Provided data:
★ ★ ★ ★ ★ ★ ★

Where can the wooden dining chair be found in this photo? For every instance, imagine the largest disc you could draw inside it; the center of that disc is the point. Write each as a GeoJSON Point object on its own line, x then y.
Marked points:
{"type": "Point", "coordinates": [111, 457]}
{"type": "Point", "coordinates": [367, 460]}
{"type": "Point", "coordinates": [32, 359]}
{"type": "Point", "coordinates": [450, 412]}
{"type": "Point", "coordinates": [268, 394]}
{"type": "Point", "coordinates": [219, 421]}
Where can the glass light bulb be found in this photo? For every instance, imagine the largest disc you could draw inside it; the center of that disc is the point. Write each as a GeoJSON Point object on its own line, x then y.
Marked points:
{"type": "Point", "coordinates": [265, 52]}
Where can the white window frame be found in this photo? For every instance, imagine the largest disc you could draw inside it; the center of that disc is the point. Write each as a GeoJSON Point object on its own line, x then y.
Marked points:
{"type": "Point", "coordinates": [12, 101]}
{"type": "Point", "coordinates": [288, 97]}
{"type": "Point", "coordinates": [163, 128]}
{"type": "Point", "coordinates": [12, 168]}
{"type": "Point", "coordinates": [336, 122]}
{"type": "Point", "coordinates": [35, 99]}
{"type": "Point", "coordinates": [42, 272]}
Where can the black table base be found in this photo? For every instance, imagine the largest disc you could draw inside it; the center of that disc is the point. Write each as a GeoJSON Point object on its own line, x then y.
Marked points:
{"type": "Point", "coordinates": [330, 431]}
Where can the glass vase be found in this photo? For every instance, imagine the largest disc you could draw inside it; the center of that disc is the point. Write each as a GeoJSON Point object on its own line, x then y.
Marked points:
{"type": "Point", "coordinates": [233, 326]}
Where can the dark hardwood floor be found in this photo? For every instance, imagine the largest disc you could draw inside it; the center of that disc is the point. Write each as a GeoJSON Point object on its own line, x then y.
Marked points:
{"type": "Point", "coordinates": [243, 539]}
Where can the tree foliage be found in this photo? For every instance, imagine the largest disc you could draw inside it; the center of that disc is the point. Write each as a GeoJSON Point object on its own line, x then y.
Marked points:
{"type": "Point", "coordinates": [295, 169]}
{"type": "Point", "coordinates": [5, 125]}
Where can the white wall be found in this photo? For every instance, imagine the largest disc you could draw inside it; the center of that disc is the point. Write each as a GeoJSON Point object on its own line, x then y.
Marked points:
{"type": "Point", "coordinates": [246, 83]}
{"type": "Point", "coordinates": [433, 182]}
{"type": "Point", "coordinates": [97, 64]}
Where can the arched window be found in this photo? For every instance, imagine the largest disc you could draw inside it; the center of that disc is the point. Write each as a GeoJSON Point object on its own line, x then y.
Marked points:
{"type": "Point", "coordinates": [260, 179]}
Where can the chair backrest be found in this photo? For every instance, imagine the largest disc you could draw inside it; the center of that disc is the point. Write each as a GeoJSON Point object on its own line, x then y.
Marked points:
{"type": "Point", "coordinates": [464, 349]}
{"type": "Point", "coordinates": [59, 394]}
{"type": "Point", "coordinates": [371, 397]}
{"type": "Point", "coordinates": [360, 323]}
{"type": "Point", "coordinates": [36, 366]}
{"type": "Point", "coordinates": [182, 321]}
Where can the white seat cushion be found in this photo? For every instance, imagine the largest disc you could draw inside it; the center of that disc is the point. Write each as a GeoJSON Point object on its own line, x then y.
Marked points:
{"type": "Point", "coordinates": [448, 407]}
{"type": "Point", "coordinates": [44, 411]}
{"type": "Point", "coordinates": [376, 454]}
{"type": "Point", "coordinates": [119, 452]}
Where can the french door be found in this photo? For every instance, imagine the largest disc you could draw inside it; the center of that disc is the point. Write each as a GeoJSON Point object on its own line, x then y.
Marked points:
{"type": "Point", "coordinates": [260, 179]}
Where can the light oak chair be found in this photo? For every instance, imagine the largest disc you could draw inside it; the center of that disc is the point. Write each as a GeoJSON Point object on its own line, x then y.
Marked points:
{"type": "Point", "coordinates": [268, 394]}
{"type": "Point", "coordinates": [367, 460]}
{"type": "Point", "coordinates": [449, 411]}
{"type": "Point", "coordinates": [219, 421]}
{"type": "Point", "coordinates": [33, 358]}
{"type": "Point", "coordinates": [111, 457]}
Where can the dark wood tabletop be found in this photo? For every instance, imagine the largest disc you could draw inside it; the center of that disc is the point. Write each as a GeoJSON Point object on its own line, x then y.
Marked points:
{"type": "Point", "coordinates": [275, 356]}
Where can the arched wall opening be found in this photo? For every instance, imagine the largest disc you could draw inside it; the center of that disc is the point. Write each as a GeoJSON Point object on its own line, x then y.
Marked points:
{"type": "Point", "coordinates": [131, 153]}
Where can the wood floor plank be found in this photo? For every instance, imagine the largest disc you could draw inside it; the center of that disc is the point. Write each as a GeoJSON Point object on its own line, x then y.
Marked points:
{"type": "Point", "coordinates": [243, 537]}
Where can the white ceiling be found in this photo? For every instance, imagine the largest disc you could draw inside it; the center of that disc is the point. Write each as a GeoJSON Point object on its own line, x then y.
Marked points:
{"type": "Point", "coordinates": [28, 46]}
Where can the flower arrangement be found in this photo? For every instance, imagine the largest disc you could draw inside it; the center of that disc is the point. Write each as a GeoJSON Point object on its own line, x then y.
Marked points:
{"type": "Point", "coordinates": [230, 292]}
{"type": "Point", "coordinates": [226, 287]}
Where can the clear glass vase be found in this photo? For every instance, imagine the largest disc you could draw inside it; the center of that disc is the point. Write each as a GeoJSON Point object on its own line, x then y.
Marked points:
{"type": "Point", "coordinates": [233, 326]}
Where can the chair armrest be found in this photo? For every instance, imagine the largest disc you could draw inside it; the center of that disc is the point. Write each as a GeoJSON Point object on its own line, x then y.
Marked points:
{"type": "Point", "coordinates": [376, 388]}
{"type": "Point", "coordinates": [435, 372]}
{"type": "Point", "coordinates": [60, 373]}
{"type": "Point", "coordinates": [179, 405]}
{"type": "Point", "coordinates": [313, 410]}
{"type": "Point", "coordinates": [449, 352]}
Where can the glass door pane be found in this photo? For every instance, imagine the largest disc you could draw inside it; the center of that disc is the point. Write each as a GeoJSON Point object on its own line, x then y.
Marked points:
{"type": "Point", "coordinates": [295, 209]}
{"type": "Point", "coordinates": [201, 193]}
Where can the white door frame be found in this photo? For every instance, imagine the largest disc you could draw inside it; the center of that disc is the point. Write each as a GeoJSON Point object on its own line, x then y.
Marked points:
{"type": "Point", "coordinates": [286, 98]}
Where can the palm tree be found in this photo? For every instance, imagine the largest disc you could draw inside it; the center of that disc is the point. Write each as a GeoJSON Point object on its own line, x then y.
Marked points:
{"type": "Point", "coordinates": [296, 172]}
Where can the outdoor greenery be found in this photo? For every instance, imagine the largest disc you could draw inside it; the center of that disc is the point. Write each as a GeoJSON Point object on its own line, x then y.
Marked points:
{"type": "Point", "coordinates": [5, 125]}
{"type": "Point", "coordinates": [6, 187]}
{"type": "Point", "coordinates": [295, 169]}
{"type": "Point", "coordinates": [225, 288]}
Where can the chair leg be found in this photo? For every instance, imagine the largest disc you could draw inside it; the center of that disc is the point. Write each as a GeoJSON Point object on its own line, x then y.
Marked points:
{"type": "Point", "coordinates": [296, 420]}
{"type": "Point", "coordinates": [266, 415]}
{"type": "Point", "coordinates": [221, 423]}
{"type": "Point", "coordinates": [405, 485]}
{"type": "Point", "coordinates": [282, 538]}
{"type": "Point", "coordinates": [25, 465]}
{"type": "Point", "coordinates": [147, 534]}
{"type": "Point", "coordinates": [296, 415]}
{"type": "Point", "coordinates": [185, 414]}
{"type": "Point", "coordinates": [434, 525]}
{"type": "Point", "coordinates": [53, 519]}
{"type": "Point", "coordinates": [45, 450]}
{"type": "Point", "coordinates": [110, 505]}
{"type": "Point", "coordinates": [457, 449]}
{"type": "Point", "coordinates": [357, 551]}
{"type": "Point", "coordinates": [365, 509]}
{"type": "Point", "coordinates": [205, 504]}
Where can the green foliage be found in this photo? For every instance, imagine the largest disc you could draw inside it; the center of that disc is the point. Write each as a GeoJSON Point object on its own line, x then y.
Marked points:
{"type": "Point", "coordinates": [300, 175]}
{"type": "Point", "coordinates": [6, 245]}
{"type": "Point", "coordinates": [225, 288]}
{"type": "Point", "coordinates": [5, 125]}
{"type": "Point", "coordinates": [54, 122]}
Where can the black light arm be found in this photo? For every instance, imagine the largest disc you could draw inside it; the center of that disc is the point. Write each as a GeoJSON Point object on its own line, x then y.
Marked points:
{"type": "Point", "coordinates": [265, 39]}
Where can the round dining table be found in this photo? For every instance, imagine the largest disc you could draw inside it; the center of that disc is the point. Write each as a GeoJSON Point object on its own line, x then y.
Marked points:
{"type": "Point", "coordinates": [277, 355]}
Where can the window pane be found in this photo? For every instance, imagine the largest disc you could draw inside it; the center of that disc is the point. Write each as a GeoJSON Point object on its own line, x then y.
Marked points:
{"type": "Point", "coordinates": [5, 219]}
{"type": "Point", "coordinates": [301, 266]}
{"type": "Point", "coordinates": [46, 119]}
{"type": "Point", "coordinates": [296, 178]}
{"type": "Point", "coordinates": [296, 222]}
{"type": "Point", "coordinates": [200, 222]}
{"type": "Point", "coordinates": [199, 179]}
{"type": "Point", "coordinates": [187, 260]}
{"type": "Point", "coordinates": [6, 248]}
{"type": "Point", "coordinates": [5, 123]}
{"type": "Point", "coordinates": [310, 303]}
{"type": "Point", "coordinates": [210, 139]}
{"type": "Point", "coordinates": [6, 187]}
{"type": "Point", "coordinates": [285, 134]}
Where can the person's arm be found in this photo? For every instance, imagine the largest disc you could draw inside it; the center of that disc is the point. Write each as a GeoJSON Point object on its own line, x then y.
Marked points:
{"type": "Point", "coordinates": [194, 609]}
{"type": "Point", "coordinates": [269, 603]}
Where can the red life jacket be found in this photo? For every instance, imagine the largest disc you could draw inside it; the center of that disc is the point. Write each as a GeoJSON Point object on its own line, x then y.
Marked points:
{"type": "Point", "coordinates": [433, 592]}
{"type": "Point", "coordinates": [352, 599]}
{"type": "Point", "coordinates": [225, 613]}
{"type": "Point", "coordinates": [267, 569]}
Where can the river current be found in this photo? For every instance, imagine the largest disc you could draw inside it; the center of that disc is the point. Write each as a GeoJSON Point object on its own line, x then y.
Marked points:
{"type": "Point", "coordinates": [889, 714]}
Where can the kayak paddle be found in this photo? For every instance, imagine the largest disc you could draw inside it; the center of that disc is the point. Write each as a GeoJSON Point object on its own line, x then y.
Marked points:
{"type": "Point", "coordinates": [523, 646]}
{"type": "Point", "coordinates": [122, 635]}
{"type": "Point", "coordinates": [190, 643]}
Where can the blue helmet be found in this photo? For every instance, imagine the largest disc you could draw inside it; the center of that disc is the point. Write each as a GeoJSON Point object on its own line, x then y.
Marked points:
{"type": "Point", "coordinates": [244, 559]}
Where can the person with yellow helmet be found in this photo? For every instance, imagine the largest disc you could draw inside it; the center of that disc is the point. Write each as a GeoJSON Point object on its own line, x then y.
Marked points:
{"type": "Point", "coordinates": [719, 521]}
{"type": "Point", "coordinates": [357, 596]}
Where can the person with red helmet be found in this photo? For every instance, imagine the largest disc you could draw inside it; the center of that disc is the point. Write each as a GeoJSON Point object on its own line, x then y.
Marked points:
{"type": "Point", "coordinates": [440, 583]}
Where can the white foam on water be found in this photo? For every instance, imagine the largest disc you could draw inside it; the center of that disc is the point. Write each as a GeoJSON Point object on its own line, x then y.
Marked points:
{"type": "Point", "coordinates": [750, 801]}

★ ★ ★ ★ ★ ★ ★

Work to do: Retype exactly the lines from the one containing "Where can the kayak" through the last line of the records above, including both.

Result of this exercise:
Where can the kayak paddle be found in this photo? For every instance, imagine the largest disc you could draw inside it; the center of that disc is the point. Write each as a GeoJSON Point object on its own line, x then y.
Marked points:
{"type": "Point", "coordinates": [523, 646]}
{"type": "Point", "coordinates": [122, 635]}
{"type": "Point", "coordinates": [190, 643]}
Where can the blue helmet be found in this photo? For every instance, imagine the largest disc you could draw inside it; the center of that disc is the point. Write each as a GeoJSON Point object on its own line, x then y.
Marked points:
{"type": "Point", "coordinates": [244, 559]}
Where can the person with yellow helmet be found in this photo? For every instance, imagine the largest disc you could draw inside it; the center of that disc is the point. Write each as a GeoJSON Point object on its own line, x then y.
Marked points:
{"type": "Point", "coordinates": [719, 521]}
{"type": "Point", "coordinates": [357, 596]}
Where can the person with red helmet be found in this photo? For every instance, imagine the largest disc you could draw inside it; the center of that disc is the point. Write each as a GeoJSON Point object on its own line, x then y.
Marked points:
{"type": "Point", "coordinates": [440, 583]}
Where can the white foam on water be found in this photo? For every instance, imagine the largest disc you could draw inside it; the center of that disc is the point. Write each as a GeoJSON Point object on its own line, x then y.
Marked points:
{"type": "Point", "coordinates": [750, 801]}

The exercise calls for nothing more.